• **TASK REQUIREMENTS**
Convert the material between the line containing "Instruction for labeler: the class to annotate is dark spot" and the line containing "713, 136, 875, 355", inclusive, into a JSON list of strings, one string per line and no blank lines.

• **RECORD EXTRACTS**
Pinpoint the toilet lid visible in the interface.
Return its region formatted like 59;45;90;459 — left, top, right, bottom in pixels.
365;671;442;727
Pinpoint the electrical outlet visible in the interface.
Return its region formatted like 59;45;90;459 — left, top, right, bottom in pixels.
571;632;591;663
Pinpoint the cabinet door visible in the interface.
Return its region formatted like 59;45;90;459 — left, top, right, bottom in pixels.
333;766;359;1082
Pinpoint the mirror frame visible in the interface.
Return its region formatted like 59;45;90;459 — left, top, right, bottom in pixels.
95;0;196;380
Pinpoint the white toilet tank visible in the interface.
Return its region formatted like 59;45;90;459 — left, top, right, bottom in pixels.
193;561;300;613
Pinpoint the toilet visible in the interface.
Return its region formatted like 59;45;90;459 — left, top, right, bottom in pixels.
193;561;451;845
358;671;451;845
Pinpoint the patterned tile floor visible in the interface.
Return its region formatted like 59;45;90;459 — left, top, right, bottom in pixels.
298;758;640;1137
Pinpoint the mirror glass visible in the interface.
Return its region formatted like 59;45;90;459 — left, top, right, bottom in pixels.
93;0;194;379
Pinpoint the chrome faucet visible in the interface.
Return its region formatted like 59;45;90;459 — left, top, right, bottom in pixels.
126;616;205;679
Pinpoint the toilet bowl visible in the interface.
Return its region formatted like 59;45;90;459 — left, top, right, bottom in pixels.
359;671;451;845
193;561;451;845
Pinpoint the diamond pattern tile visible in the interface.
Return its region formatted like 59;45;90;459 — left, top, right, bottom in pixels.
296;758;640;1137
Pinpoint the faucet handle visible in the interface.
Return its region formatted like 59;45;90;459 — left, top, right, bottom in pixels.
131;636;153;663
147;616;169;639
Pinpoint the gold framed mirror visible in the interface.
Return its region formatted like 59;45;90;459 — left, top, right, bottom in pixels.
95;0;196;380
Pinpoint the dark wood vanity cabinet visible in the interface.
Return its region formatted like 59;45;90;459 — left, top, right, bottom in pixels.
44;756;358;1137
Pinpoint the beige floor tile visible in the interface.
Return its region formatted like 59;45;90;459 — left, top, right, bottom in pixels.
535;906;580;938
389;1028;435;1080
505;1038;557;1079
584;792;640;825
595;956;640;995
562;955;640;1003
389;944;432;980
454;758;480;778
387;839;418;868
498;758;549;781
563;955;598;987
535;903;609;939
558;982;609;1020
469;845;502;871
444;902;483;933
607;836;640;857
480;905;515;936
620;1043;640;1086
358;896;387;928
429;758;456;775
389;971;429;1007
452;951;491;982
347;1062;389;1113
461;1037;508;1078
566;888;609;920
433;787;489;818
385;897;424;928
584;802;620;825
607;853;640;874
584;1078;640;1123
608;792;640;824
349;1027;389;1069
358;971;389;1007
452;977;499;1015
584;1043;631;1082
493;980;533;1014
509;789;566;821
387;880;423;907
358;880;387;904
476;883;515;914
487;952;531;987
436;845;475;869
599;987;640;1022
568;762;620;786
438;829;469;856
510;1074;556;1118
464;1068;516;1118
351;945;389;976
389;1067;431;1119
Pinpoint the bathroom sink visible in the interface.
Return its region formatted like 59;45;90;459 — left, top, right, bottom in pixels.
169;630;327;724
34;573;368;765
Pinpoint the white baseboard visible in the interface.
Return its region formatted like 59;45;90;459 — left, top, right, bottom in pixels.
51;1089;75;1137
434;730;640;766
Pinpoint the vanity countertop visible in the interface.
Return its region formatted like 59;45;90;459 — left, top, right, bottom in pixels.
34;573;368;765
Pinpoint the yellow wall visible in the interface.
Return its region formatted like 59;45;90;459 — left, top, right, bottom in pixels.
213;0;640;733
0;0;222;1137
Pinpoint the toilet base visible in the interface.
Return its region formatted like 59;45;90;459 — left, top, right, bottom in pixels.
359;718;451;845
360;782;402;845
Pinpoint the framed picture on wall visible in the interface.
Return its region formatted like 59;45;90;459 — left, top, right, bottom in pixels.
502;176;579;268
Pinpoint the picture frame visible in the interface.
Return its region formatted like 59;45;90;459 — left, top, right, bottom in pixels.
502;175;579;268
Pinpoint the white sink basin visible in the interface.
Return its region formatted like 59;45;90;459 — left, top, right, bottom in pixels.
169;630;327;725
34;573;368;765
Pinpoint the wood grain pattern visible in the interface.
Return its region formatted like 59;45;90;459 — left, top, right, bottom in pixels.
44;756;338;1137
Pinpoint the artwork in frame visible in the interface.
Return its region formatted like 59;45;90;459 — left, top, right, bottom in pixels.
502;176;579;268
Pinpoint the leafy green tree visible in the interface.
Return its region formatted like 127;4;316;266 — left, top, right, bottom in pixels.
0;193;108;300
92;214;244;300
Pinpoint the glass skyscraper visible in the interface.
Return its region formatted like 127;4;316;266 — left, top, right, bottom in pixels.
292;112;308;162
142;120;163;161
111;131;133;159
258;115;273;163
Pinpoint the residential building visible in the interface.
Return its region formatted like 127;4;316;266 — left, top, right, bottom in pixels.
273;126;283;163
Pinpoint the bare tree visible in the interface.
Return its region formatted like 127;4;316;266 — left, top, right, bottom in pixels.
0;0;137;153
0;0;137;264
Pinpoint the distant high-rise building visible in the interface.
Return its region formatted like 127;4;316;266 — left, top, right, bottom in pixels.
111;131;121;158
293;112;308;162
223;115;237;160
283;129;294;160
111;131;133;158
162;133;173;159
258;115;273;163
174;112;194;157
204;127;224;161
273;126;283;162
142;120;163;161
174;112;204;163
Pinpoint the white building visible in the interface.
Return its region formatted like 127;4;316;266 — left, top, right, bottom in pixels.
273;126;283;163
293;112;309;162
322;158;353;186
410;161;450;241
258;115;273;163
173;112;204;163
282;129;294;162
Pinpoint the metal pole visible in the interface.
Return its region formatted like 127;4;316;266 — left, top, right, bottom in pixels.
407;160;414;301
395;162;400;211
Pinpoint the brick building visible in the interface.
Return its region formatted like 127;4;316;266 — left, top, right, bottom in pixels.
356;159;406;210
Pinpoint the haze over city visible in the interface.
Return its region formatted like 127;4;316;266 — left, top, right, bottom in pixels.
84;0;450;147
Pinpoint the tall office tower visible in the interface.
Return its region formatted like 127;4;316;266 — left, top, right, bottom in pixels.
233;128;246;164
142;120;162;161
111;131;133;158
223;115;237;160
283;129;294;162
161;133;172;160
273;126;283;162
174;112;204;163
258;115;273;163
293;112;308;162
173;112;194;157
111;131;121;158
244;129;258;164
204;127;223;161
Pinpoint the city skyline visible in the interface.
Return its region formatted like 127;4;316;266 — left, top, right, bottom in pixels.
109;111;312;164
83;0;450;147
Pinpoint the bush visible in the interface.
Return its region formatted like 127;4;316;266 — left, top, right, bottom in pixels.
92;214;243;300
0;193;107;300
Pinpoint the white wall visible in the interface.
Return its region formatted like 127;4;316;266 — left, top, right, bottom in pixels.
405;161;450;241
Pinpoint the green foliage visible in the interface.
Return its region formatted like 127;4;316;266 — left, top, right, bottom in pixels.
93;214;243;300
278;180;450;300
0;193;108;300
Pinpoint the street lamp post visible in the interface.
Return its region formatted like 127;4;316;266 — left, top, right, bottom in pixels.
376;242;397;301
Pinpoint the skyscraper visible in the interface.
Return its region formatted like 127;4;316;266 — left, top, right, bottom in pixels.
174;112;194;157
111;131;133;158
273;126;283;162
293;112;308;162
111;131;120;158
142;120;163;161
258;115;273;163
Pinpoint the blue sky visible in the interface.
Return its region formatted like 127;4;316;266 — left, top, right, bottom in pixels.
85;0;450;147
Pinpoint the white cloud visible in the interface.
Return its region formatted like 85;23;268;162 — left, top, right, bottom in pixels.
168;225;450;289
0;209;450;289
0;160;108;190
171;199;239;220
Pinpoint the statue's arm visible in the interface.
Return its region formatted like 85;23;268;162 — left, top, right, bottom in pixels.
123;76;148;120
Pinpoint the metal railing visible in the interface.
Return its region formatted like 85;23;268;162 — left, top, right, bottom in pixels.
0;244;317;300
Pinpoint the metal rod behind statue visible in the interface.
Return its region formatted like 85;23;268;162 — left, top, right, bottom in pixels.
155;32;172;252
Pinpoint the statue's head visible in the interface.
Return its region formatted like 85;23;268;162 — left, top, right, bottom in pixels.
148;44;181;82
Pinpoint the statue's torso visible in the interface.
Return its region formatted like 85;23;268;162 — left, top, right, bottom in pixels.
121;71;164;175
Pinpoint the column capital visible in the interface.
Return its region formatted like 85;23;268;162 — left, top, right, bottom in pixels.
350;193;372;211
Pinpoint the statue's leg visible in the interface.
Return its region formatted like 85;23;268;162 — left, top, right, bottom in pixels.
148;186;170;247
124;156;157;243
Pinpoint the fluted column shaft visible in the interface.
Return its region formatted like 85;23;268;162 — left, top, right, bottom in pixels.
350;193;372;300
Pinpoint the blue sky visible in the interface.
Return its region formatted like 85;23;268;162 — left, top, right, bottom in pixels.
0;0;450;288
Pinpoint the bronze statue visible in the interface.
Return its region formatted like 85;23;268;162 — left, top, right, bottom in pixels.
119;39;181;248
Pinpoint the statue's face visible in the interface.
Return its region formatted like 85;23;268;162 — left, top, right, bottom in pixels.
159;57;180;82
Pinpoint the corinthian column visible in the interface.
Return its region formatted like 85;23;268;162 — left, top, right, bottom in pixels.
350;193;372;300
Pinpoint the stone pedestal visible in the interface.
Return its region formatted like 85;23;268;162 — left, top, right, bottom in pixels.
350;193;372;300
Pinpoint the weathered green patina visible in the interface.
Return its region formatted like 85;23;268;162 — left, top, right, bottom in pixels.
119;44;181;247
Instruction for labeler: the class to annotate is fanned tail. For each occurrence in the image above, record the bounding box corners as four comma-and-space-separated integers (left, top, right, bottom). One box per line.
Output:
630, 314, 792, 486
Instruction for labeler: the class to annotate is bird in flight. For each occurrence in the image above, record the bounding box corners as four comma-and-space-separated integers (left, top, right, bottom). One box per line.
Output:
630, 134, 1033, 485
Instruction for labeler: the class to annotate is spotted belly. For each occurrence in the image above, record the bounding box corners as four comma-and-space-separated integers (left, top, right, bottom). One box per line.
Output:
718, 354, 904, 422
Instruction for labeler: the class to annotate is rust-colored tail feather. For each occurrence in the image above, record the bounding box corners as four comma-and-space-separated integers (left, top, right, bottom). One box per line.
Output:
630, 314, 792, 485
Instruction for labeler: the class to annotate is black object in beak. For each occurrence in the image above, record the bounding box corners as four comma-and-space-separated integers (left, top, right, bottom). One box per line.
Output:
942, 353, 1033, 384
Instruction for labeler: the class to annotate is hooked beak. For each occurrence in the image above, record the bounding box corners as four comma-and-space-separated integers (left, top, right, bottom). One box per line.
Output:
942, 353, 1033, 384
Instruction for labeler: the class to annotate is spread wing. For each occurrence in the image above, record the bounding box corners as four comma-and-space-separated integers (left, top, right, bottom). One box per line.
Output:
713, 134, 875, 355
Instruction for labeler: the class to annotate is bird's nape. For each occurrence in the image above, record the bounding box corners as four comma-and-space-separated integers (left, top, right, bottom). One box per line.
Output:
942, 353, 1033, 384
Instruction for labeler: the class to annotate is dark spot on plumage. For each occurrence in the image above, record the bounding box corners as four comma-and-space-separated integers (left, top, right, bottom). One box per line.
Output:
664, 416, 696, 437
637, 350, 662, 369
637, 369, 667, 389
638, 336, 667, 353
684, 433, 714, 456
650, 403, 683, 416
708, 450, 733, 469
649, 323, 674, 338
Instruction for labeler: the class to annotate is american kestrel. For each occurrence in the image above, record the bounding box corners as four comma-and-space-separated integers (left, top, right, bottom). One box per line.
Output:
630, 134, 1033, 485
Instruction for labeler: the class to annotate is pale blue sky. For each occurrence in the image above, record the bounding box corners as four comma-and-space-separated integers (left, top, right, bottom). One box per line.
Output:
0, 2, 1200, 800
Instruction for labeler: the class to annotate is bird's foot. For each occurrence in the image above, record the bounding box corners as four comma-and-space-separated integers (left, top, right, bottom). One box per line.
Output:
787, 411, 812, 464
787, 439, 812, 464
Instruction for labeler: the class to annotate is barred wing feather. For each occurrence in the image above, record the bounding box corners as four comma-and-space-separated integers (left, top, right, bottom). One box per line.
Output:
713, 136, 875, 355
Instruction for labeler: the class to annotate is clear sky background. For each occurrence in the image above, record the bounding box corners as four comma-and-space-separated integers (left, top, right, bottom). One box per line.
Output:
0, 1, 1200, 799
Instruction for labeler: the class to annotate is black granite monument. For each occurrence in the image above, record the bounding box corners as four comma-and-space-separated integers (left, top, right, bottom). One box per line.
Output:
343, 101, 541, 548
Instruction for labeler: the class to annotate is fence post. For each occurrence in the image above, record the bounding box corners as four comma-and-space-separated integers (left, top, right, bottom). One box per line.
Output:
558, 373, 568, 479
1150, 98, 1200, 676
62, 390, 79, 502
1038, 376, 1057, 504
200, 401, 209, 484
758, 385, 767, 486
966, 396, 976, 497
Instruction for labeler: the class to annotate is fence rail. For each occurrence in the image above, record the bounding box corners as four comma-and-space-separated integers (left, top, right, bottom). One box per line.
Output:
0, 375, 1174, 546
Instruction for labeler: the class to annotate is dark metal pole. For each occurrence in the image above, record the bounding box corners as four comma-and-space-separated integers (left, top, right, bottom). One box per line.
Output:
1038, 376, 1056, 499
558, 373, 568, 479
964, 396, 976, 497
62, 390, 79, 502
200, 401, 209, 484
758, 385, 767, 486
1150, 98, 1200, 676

• **CORRECT RESULT**
[
  "Instruction for labeler: the class to annotate is dark spot on plumage. For each occurrence in the image above, record the bounding box corners as four comma-and-space-separated integers (left, top, right, bottom). One box per line.",
  "Output:",
  "664, 416, 696, 437",
  "637, 350, 662, 369",
  "637, 369, 667, 389",
  "638, 336, 667, 353",
  "684, 433, 714, 456",
  "650, 403, 683, 416",
  "708, 450, 733, 469",
  "649, 323, 674, 338",
  "Instruction for labeler: the class to annotate is american kestrel. For each occurrence in the image above, record the bounding box corners as four comma-and-space-separated integers (left, top, right, bottom). One box per line.",
  "Output:",
  "630, 134, 1033, 485",
  "Instruction for labeler: the class to annotate is pale blue sky. For each occurrence in the image above, record the bounding box corners as four comma-and-space-separated integers (left, top, right, bottom). One box per line.",
  "Output:",
  "0, 2, 1200, 800",
  "Instruction for labeler: the class to annotate is bird's foot. For each occurrence in the image above, record the bounding box corners as four comma-and-space-separated integers (left, top, right, bottom). One box per line.",
  "Output:",
  "787, 411, 812, 464",
  "787, 439, 812, 464",
  "Instruction for labeler: the class to annotate is barred wing feather. For each occurrence in the image above, record the bounding box corners as four comma-and-space-separated integers (left, top, right, bottom). One box per line.",
  "Output:",
  "713, 136, 875, 355"
]